**Your instructions**. List every line of the material below that contains the word "pale", treating uppercase and lowercase as different.

**Given information**.
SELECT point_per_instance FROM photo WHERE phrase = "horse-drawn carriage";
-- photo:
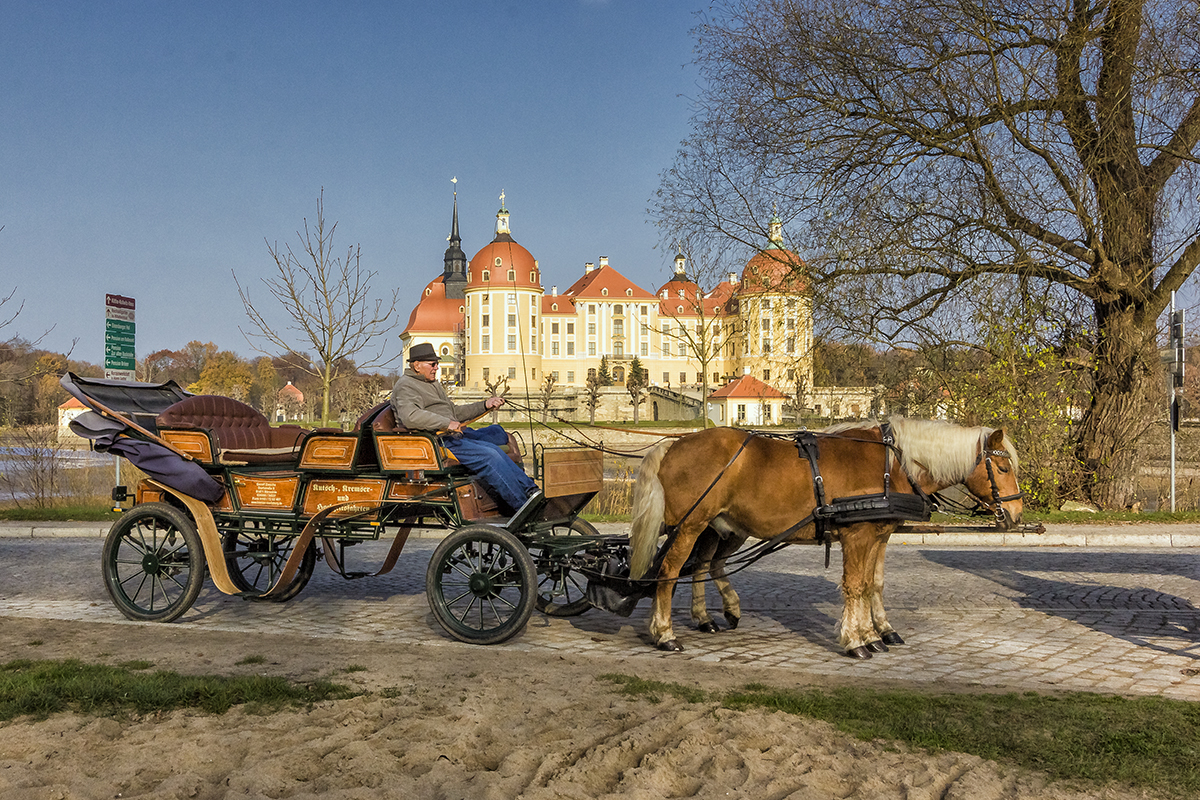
(245, 501)
(231, 495)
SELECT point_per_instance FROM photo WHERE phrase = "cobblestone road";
(1049, 618)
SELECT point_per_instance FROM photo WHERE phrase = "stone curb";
(1121, 535)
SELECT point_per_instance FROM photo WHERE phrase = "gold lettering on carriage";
(323, 494)
(265, 492)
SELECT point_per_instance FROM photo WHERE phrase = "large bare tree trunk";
(1125, 380)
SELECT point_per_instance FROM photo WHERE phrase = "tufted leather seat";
(239, 433)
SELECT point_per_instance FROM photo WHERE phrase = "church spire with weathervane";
(502, 222)
(454, 275)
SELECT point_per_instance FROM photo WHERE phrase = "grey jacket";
(423, 404)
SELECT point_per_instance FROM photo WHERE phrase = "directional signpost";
(120, 359)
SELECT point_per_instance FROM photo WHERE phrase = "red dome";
(774, 270)
(435, 313)
(503, 264)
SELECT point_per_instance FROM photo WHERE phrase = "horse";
(713, 489)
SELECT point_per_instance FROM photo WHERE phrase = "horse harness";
(841, 511)
(985, 456)
(886, 505)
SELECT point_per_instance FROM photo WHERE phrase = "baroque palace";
(491, 320)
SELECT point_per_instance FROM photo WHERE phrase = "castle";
(491, 320)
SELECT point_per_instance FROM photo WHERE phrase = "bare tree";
(329, 305)
(546, 395)
(498, 388)
(636, 386)
(931, 143)
(592, 397)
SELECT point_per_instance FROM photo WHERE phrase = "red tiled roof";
(435, 312)
(511, 257)
(773, 270)
(748, 386)
(593, 284)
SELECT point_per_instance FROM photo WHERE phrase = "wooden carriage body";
(250, 501)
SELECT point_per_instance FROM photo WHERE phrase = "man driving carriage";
(420, 403)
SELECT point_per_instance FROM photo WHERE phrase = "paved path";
(1119, 620)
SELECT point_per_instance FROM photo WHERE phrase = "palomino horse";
(721, 486)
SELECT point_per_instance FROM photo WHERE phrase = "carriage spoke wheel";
(153, 563)
(480, 584)
(256, 560)
(562, 591)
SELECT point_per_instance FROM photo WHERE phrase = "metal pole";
(1171, 398)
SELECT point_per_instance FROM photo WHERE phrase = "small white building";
(747, 402)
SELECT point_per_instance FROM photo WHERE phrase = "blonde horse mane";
(943, 451)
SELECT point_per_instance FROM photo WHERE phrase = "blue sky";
(149, 149)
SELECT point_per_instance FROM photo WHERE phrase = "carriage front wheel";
(481, 584)
(153, 563)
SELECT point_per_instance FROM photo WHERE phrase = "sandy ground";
(454, 721)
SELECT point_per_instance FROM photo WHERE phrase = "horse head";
(994, 480)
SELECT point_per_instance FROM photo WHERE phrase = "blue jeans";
(479, 450)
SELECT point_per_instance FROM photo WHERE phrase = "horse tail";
(649, 506)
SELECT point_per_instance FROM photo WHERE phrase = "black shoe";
(532, 504)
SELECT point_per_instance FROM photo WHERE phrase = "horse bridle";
(985, 456)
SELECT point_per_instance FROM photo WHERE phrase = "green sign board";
(118, 325)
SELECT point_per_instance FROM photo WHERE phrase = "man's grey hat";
(423, 352)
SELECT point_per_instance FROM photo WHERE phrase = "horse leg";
(705, 548)
(661, 632)
(714, 551)
(731, 605)
(857, 583)
(879, 615)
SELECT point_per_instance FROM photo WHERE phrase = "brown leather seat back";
(234, 425)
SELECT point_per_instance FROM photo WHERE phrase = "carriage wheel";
(256, 560)
(561, 590)
(153, 563)
(480, 584)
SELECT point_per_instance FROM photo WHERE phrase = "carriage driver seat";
(382, 419)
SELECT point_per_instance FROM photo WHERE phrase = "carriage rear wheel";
(256, 560)
(153, 563)
(562, 591)
(480, 584)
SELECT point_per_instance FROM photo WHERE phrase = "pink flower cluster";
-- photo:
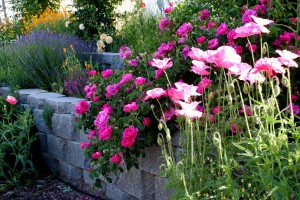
(125, 52)
(82, 107)
(129, 135)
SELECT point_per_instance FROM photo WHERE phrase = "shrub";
(40, 57)
(16, 139)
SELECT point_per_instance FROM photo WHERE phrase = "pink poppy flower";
(247, 16)
(252, 47)
(217, 109)
(104, 133)
(107, 108)
(203, 84)
(247, 109)
(162, 64)
(213, 43)
(117, 158)
(133, 62)
(188, 110)
(92, 72)
(271, 65)
(230, 35)
(155, 93)
(199, 68)
(130, 107)
(82, 107)
(201, 39)
(184, 29)
(125, 52)
(96, 155)
(165, 23)
(222, 29)
(12, 100)
(236, 128)
(287, 58)
(146, 121)
(242, 70)
(140, 80)
(185, 52)
(129, 135)
(113, 89)
(126, 78)
(107, 73)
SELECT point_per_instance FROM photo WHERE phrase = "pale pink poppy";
(188, 110)
(287, 58)
(199, 68)
(155, 93)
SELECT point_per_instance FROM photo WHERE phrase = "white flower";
(103, 36)
(81, 27)
(108, 40)
(68, 23)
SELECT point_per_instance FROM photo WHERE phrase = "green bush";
(16, 139)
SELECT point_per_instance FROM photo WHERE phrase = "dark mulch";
(45, 189)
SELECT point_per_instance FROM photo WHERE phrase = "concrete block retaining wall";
(60, 146)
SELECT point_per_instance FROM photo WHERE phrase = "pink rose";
(146, 121)
(82, 107)
(105, 132)
(106, 107)
(222, 29)
(113, 89)
(12, 100)
(101, 119)
(140, 80)
(201, 39)
(96, 155)
(130, 107)
(92, 72)
(126, 78)
(107, 73)
(117, 158)
(217, 109)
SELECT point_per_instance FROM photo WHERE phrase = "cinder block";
(160, 192)
(114, 193)
(40, 122)
(153, 160)
(42, 139)
(64, 125)
(63, 105)
(37, 100)
(75, 155)
(24, 93)
(57, 147)
(70, 173)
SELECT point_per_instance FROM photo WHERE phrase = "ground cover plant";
(16, 140)
(40, 59)
(230, 94)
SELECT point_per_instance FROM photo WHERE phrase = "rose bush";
(238, 84)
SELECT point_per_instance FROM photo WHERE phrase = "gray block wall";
(60, 146)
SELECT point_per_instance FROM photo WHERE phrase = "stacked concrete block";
(60, 147)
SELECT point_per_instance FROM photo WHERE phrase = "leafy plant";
(16, 139)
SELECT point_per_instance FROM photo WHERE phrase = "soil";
(45, 189)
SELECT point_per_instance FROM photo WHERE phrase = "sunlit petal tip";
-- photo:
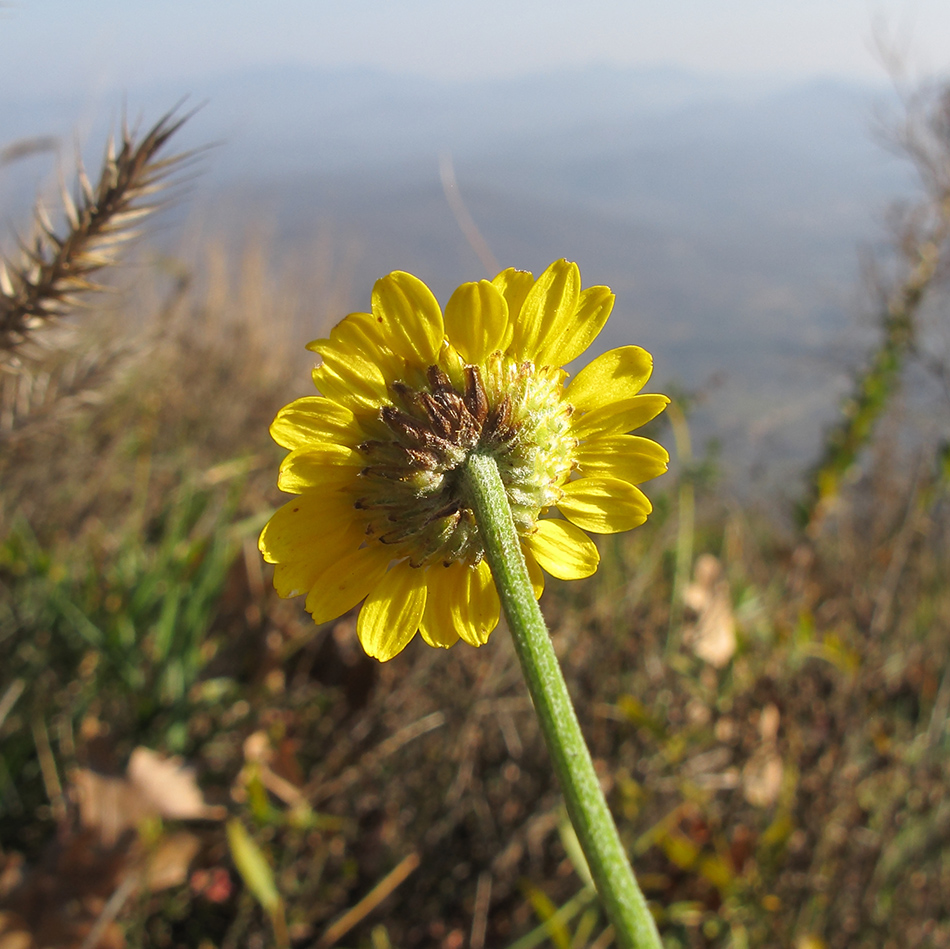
(410, 317)
(393, 610)
(476, 320)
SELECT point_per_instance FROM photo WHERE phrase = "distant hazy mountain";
(725, 213)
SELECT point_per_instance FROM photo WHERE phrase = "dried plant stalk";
(52, 271)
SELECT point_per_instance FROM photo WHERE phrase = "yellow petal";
(477, 611)
(614, 376)
(313, 419)
(593, 308)
(392, 612)
(445, 586)
(564, 550)
(547, 310)
(513, 286)
(359, 386)
(627, 457)
(303, 524)
(604, 505)
(346, 581)
(476, 320)
(617, 417)
(323, 465)
(410, 317)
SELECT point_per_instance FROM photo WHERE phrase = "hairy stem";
(586, 806)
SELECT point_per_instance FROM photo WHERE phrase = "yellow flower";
(407, 393)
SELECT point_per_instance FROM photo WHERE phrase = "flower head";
(407, 393)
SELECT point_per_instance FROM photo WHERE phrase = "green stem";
(586, 806)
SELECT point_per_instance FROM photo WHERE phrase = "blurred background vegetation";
(185, 760)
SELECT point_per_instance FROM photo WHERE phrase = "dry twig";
(52, 271)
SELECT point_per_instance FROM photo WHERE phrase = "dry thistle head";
(52, 271)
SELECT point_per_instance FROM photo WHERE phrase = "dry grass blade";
(52, 271)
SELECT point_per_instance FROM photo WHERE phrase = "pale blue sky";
(106, 44)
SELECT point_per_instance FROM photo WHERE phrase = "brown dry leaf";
(169, 787)
(713, 636)
(763, 772)
(167, 865)
(155, 787)
(762, 778)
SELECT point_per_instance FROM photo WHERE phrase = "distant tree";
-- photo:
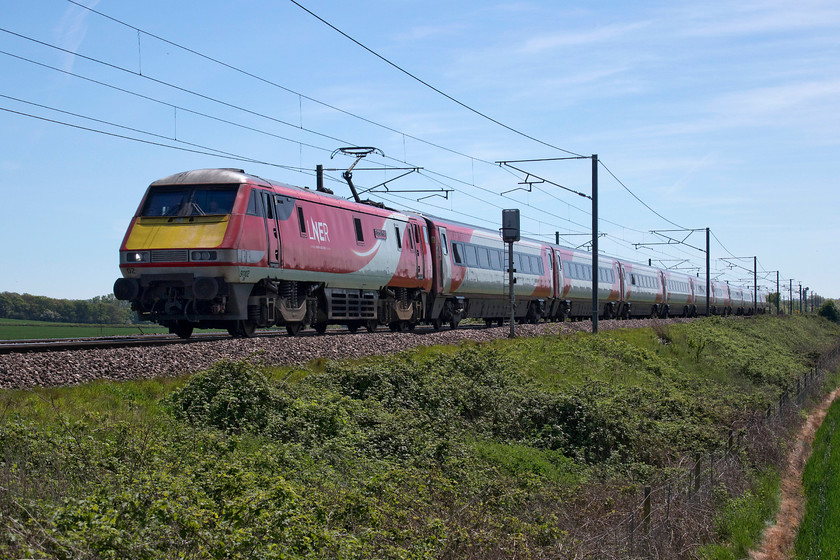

**Exercise solution**.
SELECT point_per_instance FROM photo WHERE phrase = "pale pink poppy";
SELECT point_per_instance FROM photo WHERE phrase = "pale blue sky";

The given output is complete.